↓↓↓
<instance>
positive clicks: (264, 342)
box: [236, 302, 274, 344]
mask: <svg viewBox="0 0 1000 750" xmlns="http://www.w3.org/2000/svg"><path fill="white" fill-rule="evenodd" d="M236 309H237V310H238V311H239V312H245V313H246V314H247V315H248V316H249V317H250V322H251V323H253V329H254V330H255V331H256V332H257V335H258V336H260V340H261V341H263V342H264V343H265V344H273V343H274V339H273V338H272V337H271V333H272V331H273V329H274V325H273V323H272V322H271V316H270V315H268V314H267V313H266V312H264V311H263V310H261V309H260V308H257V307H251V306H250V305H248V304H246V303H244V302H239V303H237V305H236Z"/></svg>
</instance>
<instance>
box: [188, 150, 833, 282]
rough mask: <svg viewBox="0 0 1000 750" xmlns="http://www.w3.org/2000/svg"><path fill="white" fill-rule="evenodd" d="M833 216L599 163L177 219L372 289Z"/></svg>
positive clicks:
↑↑↑
↓↓↓
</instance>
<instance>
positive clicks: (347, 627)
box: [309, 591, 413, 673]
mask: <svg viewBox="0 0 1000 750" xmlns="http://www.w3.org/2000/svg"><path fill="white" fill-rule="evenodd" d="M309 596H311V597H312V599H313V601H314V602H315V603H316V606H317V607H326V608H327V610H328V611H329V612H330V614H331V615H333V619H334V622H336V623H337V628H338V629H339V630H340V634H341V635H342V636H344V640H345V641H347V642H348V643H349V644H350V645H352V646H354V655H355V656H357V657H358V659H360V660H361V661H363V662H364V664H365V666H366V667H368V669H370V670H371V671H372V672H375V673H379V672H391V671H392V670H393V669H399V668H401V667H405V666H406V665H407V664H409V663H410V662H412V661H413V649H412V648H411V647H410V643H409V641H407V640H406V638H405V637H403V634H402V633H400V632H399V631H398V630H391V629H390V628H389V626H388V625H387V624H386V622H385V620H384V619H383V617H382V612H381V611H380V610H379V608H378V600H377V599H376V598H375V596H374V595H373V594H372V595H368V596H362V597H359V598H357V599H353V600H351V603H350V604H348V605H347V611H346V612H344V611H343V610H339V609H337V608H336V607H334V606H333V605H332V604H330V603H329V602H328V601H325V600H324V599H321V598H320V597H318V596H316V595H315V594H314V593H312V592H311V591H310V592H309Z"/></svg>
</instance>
↑↑↑
(GOAL OF THE EXERCISE): In the material above, how many lines hold the string "clicks"? Give the number and nothing else.

(EXERCISE RESPONSE): 3